**EXERCISE AIM**
Below are some records; reproduce every one of them exactly.

**GIVEN INFORMATION**

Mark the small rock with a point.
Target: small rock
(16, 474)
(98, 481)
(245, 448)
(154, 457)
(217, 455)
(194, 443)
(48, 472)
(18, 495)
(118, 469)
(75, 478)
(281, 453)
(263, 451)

**OUTPUT FOR THIS EXERCISE**
Mark the small rock with a point.
Target: small rock
(16, 474)
(98, 481)
(245, 448)
(154, 457)
(217, 455)
(194, 443)
(48, 472)
(18, 495)
(118, 469)
(75, 478)
(281, 453)
(263, 451)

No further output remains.